Location labeling records:
◇ ◇ ◇ ◇ ◇

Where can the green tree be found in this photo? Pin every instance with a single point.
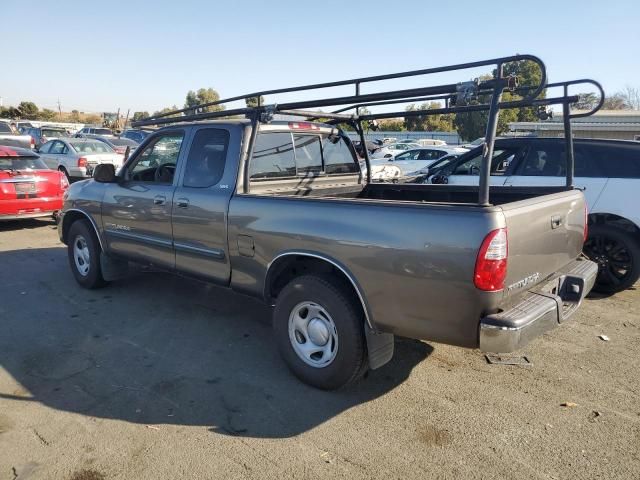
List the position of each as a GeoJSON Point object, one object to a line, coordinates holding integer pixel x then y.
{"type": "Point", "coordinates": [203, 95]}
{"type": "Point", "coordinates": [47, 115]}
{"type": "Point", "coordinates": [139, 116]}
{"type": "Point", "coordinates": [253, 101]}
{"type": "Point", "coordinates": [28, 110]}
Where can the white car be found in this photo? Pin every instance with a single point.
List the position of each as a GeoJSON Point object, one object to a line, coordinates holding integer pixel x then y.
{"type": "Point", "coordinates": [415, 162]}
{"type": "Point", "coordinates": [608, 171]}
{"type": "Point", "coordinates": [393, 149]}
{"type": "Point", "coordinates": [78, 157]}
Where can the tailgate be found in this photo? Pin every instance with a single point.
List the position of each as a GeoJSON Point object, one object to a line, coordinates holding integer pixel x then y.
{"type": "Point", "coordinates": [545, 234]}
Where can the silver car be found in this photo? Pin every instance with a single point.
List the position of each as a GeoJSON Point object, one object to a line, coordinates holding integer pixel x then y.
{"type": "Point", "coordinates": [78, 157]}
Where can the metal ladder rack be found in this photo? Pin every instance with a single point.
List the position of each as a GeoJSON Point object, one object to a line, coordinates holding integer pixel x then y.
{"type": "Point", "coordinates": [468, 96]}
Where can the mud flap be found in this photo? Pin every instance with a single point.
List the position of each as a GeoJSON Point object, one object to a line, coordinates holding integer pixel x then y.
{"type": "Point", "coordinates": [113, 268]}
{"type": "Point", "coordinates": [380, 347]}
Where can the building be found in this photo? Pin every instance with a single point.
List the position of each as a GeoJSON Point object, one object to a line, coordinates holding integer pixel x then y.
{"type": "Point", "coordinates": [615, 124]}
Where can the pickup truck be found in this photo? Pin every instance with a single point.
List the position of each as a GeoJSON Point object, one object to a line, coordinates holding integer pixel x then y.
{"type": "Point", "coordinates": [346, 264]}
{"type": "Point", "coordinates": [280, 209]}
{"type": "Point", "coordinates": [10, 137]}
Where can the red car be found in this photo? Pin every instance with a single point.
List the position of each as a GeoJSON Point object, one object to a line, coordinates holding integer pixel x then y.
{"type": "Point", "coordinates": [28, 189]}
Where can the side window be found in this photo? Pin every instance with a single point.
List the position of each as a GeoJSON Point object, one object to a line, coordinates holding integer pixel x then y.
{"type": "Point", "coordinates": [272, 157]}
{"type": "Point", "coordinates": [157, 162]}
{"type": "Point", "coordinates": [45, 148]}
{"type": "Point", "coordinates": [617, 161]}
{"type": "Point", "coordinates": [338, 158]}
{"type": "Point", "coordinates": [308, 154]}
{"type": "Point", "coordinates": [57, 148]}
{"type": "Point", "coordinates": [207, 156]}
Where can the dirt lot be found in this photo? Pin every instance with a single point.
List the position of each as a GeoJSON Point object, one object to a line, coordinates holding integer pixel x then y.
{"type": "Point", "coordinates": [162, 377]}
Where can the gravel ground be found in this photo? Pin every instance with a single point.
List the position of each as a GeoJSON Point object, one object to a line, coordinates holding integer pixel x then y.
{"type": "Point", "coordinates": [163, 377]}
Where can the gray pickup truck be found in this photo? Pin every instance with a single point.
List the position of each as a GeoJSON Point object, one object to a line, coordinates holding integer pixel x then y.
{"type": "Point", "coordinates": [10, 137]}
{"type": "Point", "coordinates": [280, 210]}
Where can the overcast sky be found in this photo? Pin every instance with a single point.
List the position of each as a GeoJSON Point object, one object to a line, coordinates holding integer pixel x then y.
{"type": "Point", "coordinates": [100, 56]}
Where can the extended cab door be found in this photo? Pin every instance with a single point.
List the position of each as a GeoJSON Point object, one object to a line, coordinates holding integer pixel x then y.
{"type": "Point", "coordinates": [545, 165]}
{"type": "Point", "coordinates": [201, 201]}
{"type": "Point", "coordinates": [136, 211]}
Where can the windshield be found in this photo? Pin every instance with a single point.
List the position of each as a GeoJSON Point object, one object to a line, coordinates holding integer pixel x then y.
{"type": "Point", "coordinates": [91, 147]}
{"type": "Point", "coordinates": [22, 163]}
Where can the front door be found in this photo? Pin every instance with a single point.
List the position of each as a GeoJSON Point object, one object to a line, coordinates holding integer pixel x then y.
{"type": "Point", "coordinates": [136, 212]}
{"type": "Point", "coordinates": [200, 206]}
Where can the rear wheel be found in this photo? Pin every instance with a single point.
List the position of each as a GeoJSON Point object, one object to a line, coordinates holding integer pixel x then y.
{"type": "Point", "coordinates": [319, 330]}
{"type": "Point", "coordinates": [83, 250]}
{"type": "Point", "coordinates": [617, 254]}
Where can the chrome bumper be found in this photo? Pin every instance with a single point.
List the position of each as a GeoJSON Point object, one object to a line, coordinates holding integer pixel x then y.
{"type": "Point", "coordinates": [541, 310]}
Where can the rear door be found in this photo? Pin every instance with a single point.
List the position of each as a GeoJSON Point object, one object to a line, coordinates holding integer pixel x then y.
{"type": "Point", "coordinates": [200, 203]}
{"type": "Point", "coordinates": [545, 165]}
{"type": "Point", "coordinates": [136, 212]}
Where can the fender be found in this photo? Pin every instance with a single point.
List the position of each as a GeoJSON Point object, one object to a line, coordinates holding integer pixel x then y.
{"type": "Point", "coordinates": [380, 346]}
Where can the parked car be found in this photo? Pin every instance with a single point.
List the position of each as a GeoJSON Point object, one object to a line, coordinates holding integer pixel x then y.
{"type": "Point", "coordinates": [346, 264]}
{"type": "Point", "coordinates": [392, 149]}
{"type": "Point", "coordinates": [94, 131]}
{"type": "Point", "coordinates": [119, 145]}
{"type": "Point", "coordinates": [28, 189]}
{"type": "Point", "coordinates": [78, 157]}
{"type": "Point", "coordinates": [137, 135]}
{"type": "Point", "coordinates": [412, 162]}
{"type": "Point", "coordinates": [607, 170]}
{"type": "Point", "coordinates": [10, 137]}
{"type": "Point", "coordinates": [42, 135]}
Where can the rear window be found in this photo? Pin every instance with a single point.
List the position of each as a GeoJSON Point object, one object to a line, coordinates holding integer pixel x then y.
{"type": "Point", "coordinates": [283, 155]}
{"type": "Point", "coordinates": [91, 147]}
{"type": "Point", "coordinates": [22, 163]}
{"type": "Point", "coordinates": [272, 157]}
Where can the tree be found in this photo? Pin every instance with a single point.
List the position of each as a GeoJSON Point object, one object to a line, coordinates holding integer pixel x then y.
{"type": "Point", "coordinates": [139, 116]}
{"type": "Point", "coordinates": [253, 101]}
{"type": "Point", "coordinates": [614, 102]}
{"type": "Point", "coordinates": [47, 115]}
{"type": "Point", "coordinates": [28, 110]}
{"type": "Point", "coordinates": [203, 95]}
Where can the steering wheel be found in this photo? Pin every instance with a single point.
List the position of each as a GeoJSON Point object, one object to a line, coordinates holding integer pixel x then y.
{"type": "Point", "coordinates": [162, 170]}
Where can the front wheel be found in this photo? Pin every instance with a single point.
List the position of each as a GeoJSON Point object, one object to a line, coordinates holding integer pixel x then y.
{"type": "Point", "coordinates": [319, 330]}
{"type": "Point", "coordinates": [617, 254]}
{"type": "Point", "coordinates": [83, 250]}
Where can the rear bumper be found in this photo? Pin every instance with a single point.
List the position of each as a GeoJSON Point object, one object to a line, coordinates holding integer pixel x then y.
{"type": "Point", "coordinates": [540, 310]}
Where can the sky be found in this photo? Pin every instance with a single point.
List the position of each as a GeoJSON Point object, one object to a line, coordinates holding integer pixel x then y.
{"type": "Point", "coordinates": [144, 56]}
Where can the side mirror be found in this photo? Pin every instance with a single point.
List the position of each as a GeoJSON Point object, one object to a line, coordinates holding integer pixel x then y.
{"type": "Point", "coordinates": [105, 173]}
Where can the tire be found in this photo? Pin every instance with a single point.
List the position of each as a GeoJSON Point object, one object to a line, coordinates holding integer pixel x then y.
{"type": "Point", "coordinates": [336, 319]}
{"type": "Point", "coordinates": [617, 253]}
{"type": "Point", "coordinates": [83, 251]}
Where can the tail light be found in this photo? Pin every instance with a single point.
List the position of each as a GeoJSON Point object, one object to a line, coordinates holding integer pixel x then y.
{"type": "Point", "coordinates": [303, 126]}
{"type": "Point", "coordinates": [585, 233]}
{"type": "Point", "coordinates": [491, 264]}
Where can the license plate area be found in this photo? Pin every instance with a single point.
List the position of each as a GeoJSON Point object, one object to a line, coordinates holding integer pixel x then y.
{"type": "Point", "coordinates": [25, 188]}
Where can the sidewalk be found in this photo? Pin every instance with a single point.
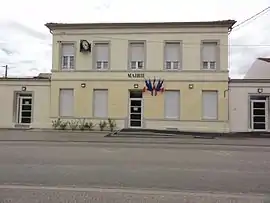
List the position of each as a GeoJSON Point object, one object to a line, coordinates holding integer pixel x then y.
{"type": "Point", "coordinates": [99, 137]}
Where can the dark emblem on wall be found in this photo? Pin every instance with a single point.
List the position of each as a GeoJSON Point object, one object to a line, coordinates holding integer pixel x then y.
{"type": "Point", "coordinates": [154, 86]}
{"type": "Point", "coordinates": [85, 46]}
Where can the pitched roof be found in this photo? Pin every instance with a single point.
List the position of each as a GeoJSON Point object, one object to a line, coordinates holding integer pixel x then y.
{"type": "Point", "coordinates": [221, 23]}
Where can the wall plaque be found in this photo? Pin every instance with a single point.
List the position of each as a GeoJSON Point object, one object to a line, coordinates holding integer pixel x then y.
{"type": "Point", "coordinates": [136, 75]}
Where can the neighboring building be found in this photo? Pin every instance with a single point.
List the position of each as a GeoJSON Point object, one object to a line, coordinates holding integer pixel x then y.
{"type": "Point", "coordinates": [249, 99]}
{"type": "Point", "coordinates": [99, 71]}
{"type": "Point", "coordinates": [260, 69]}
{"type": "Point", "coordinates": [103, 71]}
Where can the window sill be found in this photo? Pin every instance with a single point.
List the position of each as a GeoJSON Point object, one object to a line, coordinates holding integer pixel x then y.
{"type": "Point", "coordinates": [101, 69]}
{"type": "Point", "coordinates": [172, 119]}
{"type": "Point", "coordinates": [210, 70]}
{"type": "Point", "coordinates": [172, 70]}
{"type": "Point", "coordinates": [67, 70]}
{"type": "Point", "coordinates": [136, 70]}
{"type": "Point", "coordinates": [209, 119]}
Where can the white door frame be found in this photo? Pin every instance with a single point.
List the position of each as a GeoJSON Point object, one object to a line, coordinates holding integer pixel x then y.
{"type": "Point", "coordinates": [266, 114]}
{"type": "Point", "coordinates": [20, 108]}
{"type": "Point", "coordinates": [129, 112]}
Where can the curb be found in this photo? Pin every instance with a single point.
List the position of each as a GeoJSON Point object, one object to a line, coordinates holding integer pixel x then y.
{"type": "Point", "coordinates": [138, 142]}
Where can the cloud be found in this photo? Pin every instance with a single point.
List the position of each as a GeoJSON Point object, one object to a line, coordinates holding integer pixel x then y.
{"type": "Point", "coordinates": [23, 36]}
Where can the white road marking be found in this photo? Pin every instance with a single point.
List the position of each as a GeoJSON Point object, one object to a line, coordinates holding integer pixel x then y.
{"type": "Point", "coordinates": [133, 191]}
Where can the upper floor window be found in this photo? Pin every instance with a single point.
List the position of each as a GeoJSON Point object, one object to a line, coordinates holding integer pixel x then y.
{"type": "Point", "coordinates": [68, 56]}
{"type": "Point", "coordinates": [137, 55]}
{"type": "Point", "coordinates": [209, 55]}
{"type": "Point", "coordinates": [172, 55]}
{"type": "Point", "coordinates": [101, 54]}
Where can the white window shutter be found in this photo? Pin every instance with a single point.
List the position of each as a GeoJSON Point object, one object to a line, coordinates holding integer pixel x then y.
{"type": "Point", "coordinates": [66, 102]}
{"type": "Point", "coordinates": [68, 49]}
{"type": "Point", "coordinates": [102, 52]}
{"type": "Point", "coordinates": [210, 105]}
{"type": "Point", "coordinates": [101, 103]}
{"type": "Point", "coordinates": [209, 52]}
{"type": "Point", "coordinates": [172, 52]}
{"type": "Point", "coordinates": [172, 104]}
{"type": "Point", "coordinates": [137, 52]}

◇ ◇ ◇ ◇ ◇

**STATED EXERCISE**
Copy out every line from the one containing "Where can the white window" to the end of the material, both ends included.

**ANSWER IN FULL**
Where can the white window shutter be found in this photo? Pin every instance with a single point.
List the position of each as a GeoJSON Point object, one object to a line, coordinates holding integer pixel x then y.
{"type": "Point", "coordinates": [66, 102]}
{"type": "Point", "coordinates": [68, 49]}
{"type": "Point", "coordinates": [102, 52]}
{"type": "Point", "coordinates": [210, 105]}
{"type": "Point", "coordinates": [101, 103]}
{"type": "Point", "coordinates": [209, 52]}
{"type": "Point", "coordinates": [172, 52]}
{"type": "Point", "coordinates": [172, 104]}
{"type": "Point", "coordinates": [137, 52]}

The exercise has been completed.